Como se para ratificar um declínio evidente da influência norte-americana, oito presidentes da América Latina realizaram uma reunião de cúpula em Acapulco em novembro de 1987, o primeiro encontro entre tantos líderes do hemisfério ao qual o presidente dos Estados Unidos não foi convidado.

Um dos pontos sobre o qual todos os oito concordaram, além disso, foi que o plano Baker para o aperto financeiro da América Latina foi flagrantemente insuficiente. A América Latina perdera uma década inteira de crescimento, sua massiva dívida externa crescera, sua insustentável taxa de dívida para as exportações piorara e os novos investimentos se reduziram. Poucos latino-americanos acreditam que o Plano Baker funcionou ou alguma vez funcionará, e a paciência da região para sustentar o método norte-americano para a gerência da dívida aproximou-se de seu limite. Num país atrás do outro, as forças fazendo pressão por uma redução drástica do serviço da dívida foram ganhando apoio.

As deficiências do método Reagan para a América Latina foram condensadas em 1987-8, primeiro pelo desembaraço da política da administração da Nicarágua e depois pela frieza humilhante com o homem forte do Panamá, Manuel Noriega. Aparentemente, ao esperar que uma demonstração no Panamá compensaria sua combalida política na Nicarágua, a administração imprudentemente se comprometeu a derrubar o regime de Noriega rapidamente e executou firmes sanções econômicas com aquele objetivo. Mas o general Noriega desconsiderou as pressões norte-americanas; só o povo do Panamá e algumas corporações norte-americanas sofreram com elas.

Mesmo que Noriega eventualmente perca seu domínio, seu impressionante poder de se manter realçou os limites da influência norte-americana. Uma administração que chegou a Washington ávida para usar os músculos e vociferar quando necessário para proteger os interesses dos Estados Unidos, viu-se incapaz de encontrar seu caminho até mesmo numa pequena nação onde o dólar circula como moeda nacional. A inabilidade de Washington para expulsar os Sandinistas na Nicarágua ou Noriega no Panamá contrasta pungentemente com a derrubada orquestrada pelos Estados Unidos de Jacobo Arbenz, da Guatemala, em 1954, quando os latino-americanos em geral concordaram.

* SUAS TAREFAS
**a)** Responda, por favor, com base no texto sobre a influência norte-americana:
(i) Em que cidade e em que mês e ano os oito presidentes latino-americanos fizeram sua reunião de cúpula?
(ii) Que plano os oito presidentes consideraram flagrantemente insuficiente?
(iii) Que governante da Guatemala foi derrubado em 1954 numa ação orquestrada pelos Estados Unidos?
**b)** Reescreva o trecho do texto sobre a influência norte-americana que abre com as palavras "As deficiências do" e fecha com "sofreram com elas.", trocando "administração" por "Casa Branca".
**c)** Prossiga com o texto sobre a influência norte-americana a partir do ponto em que ele termina.
Os dados que vêm a seguir não são necessários.

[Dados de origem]
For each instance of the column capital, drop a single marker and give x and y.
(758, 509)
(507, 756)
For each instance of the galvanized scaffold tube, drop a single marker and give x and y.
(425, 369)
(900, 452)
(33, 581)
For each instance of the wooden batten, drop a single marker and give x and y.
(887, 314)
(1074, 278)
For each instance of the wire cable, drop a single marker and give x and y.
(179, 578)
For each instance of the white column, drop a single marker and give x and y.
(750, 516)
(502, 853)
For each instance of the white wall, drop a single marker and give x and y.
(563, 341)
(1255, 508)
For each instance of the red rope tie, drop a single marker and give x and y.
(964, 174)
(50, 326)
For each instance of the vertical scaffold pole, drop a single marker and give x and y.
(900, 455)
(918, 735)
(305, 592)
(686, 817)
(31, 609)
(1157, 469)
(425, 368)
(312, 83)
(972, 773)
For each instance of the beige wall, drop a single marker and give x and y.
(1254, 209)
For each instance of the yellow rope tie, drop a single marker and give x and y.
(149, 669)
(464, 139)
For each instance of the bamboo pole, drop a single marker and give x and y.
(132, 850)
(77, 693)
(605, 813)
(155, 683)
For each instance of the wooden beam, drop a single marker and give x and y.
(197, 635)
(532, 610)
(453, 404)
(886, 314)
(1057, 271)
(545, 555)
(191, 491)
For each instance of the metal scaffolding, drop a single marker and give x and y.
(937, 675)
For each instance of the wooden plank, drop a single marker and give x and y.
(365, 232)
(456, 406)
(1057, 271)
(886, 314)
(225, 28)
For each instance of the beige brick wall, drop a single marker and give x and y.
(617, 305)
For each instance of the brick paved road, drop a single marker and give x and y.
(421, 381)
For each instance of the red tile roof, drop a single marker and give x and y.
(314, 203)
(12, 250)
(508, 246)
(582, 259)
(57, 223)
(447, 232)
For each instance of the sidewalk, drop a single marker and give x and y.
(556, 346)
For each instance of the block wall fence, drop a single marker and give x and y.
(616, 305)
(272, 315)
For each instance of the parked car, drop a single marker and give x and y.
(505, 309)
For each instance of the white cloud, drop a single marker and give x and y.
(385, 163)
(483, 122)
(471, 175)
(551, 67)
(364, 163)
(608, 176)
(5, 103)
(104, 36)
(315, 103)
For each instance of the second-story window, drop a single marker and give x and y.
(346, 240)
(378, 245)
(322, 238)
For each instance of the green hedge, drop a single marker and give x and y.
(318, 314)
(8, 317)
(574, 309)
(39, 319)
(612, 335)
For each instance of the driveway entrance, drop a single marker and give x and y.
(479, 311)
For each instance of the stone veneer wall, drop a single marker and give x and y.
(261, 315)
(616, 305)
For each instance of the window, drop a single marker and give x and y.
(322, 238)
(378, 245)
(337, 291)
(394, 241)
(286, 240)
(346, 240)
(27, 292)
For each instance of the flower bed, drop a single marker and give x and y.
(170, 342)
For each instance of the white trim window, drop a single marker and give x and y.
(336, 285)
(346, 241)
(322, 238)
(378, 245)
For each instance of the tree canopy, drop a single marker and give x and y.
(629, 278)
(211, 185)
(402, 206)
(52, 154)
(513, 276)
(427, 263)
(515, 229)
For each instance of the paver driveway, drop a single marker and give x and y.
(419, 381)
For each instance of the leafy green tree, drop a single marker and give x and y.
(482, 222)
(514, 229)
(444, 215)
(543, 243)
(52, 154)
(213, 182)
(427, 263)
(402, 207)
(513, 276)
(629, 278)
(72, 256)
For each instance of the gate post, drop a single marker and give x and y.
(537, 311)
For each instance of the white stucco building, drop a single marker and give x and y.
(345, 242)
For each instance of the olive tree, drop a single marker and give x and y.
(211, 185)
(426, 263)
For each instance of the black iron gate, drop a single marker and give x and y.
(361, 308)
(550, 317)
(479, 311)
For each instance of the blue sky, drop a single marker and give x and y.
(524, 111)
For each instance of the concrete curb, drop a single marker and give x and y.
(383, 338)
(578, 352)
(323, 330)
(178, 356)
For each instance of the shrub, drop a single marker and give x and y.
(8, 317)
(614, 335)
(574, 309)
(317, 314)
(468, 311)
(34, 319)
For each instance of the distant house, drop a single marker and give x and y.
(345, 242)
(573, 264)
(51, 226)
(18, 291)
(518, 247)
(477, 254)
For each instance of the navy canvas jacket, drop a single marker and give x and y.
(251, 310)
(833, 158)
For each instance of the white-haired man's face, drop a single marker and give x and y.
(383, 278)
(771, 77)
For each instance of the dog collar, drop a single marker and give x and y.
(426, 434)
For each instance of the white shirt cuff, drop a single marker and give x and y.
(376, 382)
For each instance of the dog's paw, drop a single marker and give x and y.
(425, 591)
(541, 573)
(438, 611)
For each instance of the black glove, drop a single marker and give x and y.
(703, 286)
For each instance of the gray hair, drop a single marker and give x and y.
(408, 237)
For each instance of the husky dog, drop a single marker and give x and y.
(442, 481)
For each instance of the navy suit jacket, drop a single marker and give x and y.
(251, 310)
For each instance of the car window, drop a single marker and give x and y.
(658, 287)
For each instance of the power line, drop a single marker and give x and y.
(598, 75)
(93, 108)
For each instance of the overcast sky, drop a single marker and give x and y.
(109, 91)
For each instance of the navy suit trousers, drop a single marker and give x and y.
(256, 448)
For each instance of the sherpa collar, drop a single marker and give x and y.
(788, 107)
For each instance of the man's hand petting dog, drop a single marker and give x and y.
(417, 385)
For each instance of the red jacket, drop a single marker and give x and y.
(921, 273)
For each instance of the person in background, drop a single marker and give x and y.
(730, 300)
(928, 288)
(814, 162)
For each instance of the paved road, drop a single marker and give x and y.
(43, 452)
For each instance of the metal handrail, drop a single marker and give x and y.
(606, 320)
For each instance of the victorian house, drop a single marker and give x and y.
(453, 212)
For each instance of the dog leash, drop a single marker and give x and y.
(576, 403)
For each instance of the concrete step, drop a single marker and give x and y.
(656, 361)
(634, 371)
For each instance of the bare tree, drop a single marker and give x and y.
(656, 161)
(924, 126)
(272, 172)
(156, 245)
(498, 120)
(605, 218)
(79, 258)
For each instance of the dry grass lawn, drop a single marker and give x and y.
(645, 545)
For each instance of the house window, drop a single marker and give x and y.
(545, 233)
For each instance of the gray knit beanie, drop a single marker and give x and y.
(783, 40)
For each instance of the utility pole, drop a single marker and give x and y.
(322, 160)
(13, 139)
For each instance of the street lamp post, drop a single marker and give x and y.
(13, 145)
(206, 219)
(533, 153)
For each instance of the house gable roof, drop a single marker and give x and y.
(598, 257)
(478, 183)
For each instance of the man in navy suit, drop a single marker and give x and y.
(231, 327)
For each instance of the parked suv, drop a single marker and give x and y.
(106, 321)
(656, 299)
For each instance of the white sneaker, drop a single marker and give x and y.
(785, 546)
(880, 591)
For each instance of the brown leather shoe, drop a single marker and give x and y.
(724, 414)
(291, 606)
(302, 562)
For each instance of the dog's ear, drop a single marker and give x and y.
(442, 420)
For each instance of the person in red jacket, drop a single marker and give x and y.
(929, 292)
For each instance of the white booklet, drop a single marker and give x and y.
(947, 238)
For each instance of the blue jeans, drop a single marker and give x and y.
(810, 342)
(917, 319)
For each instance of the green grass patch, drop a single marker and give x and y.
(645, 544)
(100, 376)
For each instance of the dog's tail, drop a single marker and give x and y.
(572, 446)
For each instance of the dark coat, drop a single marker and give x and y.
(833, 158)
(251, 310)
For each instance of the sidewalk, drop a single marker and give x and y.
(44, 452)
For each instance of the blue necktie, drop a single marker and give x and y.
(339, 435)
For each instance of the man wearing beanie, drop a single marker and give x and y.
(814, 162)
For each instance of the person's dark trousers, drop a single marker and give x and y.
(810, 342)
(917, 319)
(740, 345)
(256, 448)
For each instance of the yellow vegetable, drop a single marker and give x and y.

* RESPOSTAS DO EXERCÍCIO
**a)**
(i) Em Acapulco, em novembro de 1987.
(ii) O Plano Baker.
(iii) Jacobo Arbenz.

**b)**
As deficiências do método Reagan para a América Latina foram condensadas em 1987-8, primeiro pelo desembaraço da política da Casa Branca da Nicarágua e depois pela frieza humilhante com o homem forte do Panamá, Manuel Noriega. Aparentemente, ao esperar que uma demonstração no Panamá compensaria sua combalida política na Nicarágua, a Casa Branca imprudentemente se comprometeu a derrubar o regime de Noriega rapidamente e executou firmes sanções econômicas com aquele objetivo. Mas o general Noriega desconsiderou as pressões norte-americanas; só o povo do Panamá e algumas corporações norte-americanas sofreram com elas.

**c)**
A capacidade de os Estados Unidos controlar acontecimentos no hemisfério ocidental tem sido inteiramente solapada na última geração, não só nos anos 80 - tanto pela evolução da América Latina como pela redução do alcance mundial da influência norte-americana que inevitavelmente se seguiu ao predomínio incomum dos Estados Unidos no pós-guerra.

No hemisfério, os efeitos dolorosos da depressão prolongada na América Latina nos anos 80 obscureceram o crescimento da região na geração passada. A América Latina tornou-se muito mais populosa e urbana, suas sociedades melhor integradas, suas instituições mais fortes e suas economias mais industrializadas do que há 30 anos. Estas transformações capacitaram os países da região a se tornarem mais independentes e agressivos, mesmo que eles ainda sejam bastante vulneráveis às' reviravoltas econômicas internacionais.

De modo mais amplo, o poder dos Estados Unidos na arena mundial declinou desde o apogeu do "Século Americano" dos anos 50. As taxas norte-americanas de produção global e de gastos na defesa diminuíram dramaticamente. Os Estados Unidos perderam seu monopólio nuclear e foram derrotados numa guerra não-nuclear. O dólar não é mais tão "bom como ouro".

O declínio relativo da predominância norte-americana no hemisfério não ocorreu simplesmente porque Washington não tem vontade política ou habilidade diplomática, mas porque as bases objetivas da influência norte-americana erodiram. As políticas de Ronald Reagan, finalmente, não puderam reverter esta tendência, pois a posição mundial subjacente dos Estados Unidos não podia mais ser melhorada simplesmente pelo "resistir de pé" nem por outras medidas relativamente fáceis que os Estados Unidos estavam preparados para garantir.

Na verdade, as tentativas da administração Reagan de impor novamente a preponderância norte-americana na América Latina freqüentemente tiveram um efeito contraprodutivo. As políticas unilaterais e intervencionistas dos Estados Unidos hostilizaram as maiores nações latino-americanas que não se viam como suas partidárias incondicionais. O que Washington ganhou durante os anos 80 com a subserviência de Granada e Honduras foi perdido com a indignação dos maiores países da região. A unidade panamericana foi destruída, como se tornou dolorosamente claro na Organização dos Estados Americanos, nas Nações Unidas e nos esforços diplomáticos engatilhados pela agitação na América Central.

III

Apesar dos profundos defeitos das políticas de Ronald Reagan para a América Latina, entretanto, alguns interesses fundamentais dos Estados Unidos na América Latina progrediram nos anos 80. Esta tendência paradoxalmente favorável pode ter surgido em grande parte apesar das políticas norte-americanas e não por causa delas, mas é parte da herança da era Reagan.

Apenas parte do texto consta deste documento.